- [WRITTEN REQUEST]: Lay out each line of the material below as a numbered list, skipping blank lines. Leave any images out.

Data records

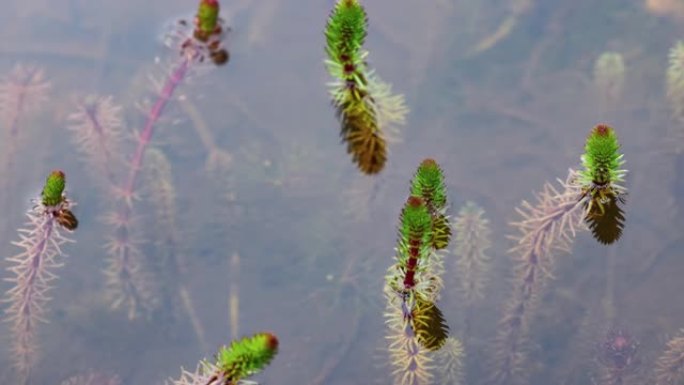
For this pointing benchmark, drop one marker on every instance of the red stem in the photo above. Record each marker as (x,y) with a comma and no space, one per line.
(146,135)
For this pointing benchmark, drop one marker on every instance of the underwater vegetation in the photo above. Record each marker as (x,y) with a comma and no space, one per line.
(189,267)
(234,363)
(33,268)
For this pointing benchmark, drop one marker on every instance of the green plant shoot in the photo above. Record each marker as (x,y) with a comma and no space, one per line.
(246,357)
(53,189)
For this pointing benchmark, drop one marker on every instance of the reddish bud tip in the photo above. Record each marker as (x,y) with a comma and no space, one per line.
(414,201)
(602,130)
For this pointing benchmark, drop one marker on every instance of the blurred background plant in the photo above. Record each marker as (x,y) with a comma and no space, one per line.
(500,121)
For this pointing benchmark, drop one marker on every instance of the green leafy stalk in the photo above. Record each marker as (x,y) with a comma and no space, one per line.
(207,17)
(53,189)
(600,181)
(245,357)
(602,161)
(356,109)
(429,183)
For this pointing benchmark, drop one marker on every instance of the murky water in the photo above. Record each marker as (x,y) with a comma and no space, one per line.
(502,111)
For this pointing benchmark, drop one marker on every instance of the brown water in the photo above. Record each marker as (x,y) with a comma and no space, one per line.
(500,122)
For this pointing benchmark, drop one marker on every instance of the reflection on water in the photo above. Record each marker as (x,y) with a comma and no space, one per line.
(245,160)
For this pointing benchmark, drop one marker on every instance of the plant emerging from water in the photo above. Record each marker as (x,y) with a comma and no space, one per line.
(33,269)
(601,182)
(235,363)
(364,104)
(415,324)
(127,283)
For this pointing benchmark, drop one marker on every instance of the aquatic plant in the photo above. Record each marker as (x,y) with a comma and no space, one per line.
(601,184)
(33,269)
(97,130)
(126,281)
(234,363)
(449,362)
(363,102)
(546,227)
(674,84)
(415,324)
(617,353)
(669,368)
(23,90)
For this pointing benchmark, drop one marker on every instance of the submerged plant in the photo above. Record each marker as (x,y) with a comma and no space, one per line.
(363,102)
(618,355)
(545,228)
(675,80)
(128,285)
(472,264)
(235,363)
(669,368)
(429,184)
(33,269)
(601,183)
(415,324)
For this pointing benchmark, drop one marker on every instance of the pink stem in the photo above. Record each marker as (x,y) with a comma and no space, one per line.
(146,135)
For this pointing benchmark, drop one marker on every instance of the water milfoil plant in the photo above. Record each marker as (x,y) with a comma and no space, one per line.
(364,103)
(416,326)
(235,363)
(128,284)
(601,181)
(33,269)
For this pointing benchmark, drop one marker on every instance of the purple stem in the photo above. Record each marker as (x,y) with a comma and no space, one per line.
(146,135)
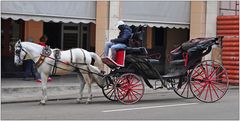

- [SOLUTION]:
1. For this pointing benchmark, drop one marker on every instance of the red stem in the photo above. Record each marker as (x,y) with a comma and no space, one per line.
2. (146,135)
3. For this pointing benchmark, drop one marker on every instance of the underwater vegetation in the photo above. Record each marker as (x,y) with a comma and no space, one per line.
4. (189,267)
5. (234,363)
6. (33,268)
7. For this pointing benchmark, drop one marker on every instance of the green plant shoot in the photo above. Record each marker as (x,y) with a comma and no space, one per line.
8. (246,357)
9. (53,189)
10. For this pointing benchmark, drop one marker on every instance of the reddish bud tip in the photo above. Record each marker as (x,y) with a comma and no space, one per line.
11. (414,201)
12. (602,130)
13. For this pointing benchmark, drop one marker on every instance of the blurred background plant in the photo above. Record each marker as (x,y) with a comma and no space, one per line.
14. (500,121)
15. For this pointing benchmark, drop one marker on every instance of the green leafy stalk in the photo above. Record each marker as (x,y) with a comma and no space, one per line.
16. (207,17)
17. (53,189)
18. (600,181)
19. (245,357)
20. (602,161)
21. (356,109)
22. (429,183)
23. For this pointing benchmark, drop one marker on every instance of the murky water in the photo above. Record each marker as (x,y) with a comma and no space, one per line.
24. (502,111)
25. For this pointing benchmark, drop one marker on every instance of the brown water in the photo above. Record each marker as (x,y) with a comma and no space, one per line.
26. (500,122)
27. For this pointing benchmark, drop one marker on every instance of the reflection on water in the photo above. Record each marker as (x,y) with a comma and no space, one per line.
28. (245,160)
29. For this pointing benchmark, drop one marker on every instance of the plant emerging from water in the photo above. Record each marker as (x,y) with a comma and no space, one per line.
30. (33,269)
31. (601,182)
32. (235,363)
33. (364,104)
34. (415,324)
35. (127,283)
36. For this pointing benchmark, drop one marker on every instance of the aquatic plant in the photo above. Record each marker as (x,y) with a comma and no space, one per line.
37. (601,184)
38. (33,269)
39. (97,130)
40. (126,281)
41. (234,363)
42. (449,362)
43. (363,102)
44. (546,227)
45. (674,84)
46. (415,324)
47. (617,353)
48. (669,368)
49. (23,90)
50. For this pointing benchmark, drop one marker on every instance of the submerged plant in the photo above. Record each marker as (x,y) with a comma and no space, one per line.
51. (363,102)
52. (618,355)
53. (545,228)
54. (675,80)
55. (128,285)
56. (472,264)
57. (235,363)
58. (669,368)
59. (429,184)
60. (33,269)
61. (601,183)
62. (415,324)
63. For this pointing benchmark, drop one marker on every instance of the pink stem in the photo above. Record each marker as (x,y) with a comma and no space, one per line.
64. (146,135)
65. For this pointing benchmark, drop one marker on every instance of the water milfoil plant in the photo above. Record each marker as (x,y) with a comma and no space, one per line.
66. (364,103)
67. (416,326)
68. (235,363)
69. (128,284)
70. (601,181)
71. (33,269)
72. For this pointing benchmark, drop one marker on every instance of the purple stem in the photo above. Record each marker as (x,y) with a comma and no space, one per line.
73. (146,135)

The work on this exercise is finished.